* WORK TASK: What you return must be an exact copy of the lines in the listing below between the line holding "For each <instance>" and the line holding "positive clicks: (268, 38) (267, 25)", inclusive, and nothing more.

* RECORDS FOR THE EXERCISE:
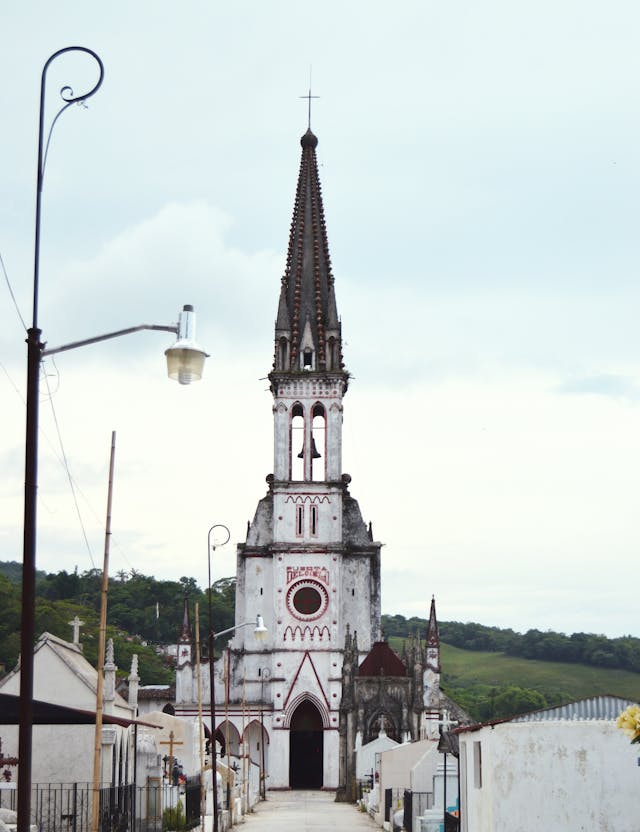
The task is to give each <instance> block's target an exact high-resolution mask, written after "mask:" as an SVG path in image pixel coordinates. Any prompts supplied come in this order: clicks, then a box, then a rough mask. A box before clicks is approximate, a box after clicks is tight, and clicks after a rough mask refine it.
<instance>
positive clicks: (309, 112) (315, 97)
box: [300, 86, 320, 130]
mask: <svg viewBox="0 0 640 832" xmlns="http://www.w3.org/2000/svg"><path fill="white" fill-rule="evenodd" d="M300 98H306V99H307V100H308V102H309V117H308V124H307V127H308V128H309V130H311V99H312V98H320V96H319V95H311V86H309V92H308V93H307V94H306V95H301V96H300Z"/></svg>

--

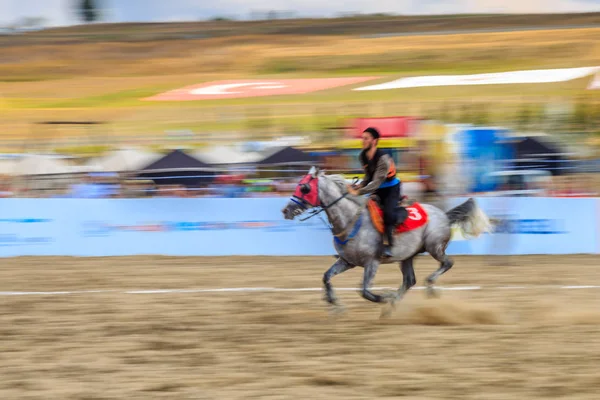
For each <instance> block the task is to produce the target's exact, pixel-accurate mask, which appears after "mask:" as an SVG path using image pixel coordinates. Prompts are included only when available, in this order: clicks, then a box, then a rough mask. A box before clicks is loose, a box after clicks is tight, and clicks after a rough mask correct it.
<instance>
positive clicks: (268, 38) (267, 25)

* RESPONSE TO THIS EXERCISE:
For each <instance> block the task is to produce the target's exact, pixel-accurate mask, which appears after "mask:" as an SVG path using image pixel coordinates. Prompts are included only when available, in this order: clicks, then a box, then a rough mask. A box before clicks is loose, a box after clicks is tight, and clicks after a rough mask correct it.
<instance>
positive clicks: (268, 38) (267, 25)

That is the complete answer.